Requirement A:
In the article on Nigeria's development problem, set down the stretch from "By Sani Sulaiman" through "growth and development." word for word.
Requirement B:
In the article on Nigeria's development problem, which organization is cited as saying that a person's vision changes drastically at 61 years or older?

Nigeria’s development problem: A constitutional implementation failure - By: . . | Dailytrust

Nigeria’s development problem: A constitutional implementation failure

By Sani Sulaiman


The statutory retirement age from public service-related work in Nigeria is 60 years. The constitution has reasons for choosing 60 years as quitting time from public service work. It believes that a person at work at 60 years needs to retire for country’s reasons and benefits. First, at 61 years or older, an individual worker may not have the necessary energy to move around doing his job effectively and might not even have the energy to move things around as required for sustainable country’s growth and development.

From the medical science perspective and many others, the constitution is right. The American Optometric Association (AOA) posits that at 61 years or older, an individual’s vision changes drastically to its lowest possible point. The skin of a 61-year-old or older person turns drier and itchier and now looks like a thin paper. Skin wrinkles, age spots and bruises become more noticeable and affect almost every aspect of his socio-economic and socio-political interactions and performance.

The World Health Organization (WHO) indicates that at 61 years or older, dementia; an age progressing mental syndrome leading to rapid deterioration in individual’s memory of events and interactions, thinking ability to proffer solutions and the ability to perform everyday activities enters the equation.

Unless a country and her development engines are already working in their optimal capacity at present, the likelihoods that one at 61 years or older can steer the wheels of a country effectively and can provide necessary development are not just low but near impossible. This is sequel to both the physiological and psychological features of this age category as defined in the books. There are environmental changes common to this age group known to weaken capacities and capabilities to provide result-oriented leadership especially for countries with weaker system hierarchies and structures like Nigeria and similar other developing countries.

The second reason for the 60 years retirement age may be that Nigeria’s constitution is sensitive to demography and her delicate dynamics towards sustainable handover of economies of leadership. There are more vibrant others less than 60 years with stronger energy composition that meets national challenges head-to-head and this category of persons can be more visionary than retirees of 61 years or older in proffering solutions for national challenges principally due to higher vigour and sound mental health levels sequel to higher mental alertness and vibrancy.

Natural language region descriptions
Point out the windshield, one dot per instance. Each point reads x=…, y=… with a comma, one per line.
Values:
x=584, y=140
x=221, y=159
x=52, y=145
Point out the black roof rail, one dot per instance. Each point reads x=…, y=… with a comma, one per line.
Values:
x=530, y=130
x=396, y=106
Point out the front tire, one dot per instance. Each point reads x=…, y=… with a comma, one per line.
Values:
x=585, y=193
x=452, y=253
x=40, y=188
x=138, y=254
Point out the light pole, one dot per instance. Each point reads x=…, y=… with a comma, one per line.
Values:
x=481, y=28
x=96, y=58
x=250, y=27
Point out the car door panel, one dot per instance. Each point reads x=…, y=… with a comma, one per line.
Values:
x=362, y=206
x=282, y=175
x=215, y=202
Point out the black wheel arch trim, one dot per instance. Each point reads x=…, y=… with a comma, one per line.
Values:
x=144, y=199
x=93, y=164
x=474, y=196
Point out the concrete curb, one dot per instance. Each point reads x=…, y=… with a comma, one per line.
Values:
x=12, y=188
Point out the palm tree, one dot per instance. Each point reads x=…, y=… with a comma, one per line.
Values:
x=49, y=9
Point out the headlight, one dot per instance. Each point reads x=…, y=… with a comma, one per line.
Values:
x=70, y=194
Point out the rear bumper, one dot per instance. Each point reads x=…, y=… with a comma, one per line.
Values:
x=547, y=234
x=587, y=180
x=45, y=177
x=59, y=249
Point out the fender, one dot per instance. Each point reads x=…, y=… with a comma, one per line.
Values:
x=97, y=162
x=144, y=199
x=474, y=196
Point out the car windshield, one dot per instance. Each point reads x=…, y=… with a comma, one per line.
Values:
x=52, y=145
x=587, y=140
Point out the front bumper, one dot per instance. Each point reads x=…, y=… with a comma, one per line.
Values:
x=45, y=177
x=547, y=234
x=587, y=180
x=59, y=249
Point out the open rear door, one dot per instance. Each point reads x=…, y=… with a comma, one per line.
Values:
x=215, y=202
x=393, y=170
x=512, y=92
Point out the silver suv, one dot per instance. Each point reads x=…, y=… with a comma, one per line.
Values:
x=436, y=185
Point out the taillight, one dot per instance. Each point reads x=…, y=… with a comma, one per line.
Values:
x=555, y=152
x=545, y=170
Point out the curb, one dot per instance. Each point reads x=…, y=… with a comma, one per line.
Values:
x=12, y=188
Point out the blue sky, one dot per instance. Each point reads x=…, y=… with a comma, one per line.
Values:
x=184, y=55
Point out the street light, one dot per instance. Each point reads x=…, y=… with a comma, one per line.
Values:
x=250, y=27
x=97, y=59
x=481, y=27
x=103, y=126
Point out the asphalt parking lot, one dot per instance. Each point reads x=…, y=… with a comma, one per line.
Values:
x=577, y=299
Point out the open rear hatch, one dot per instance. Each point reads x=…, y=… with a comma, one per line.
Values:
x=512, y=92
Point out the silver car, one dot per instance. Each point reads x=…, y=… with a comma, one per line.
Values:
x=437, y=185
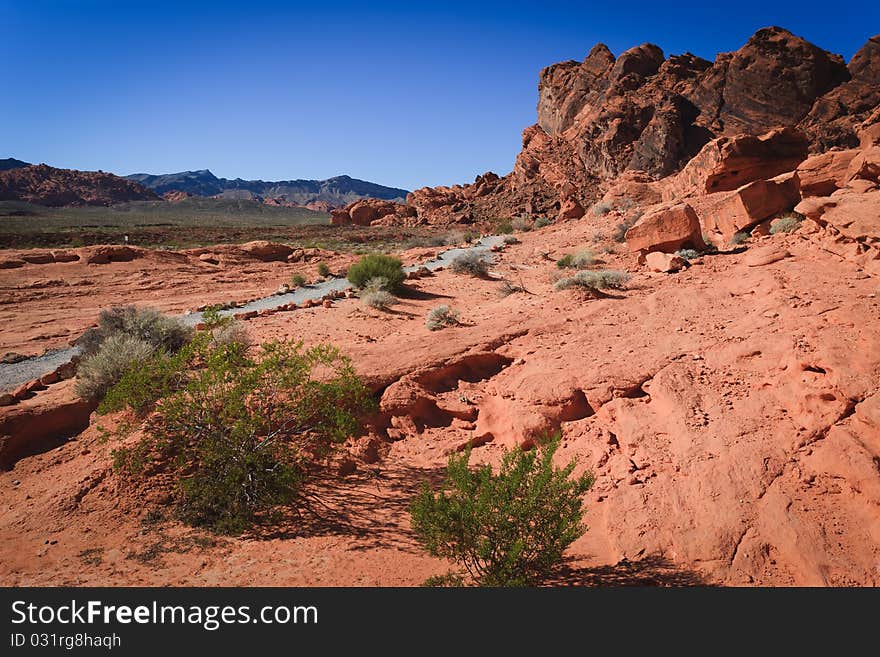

Task answer A:
By Sani Sulaiman


The statutory retirement age from public service-related work in Nigeria is 60 years. The constitution has reasons for choosing 60 years as quitting time from public service work. It believes that a person at work at 60 years needs to retire for country’s reasons and benefits. First, at 61 years or older, an individual worker may not have the necessary energy to move around doing his job effectively and might not even have the energy to move things around as required for sustainable country’s growth and development.

Task answer B:
The American Optometric Association (AOA).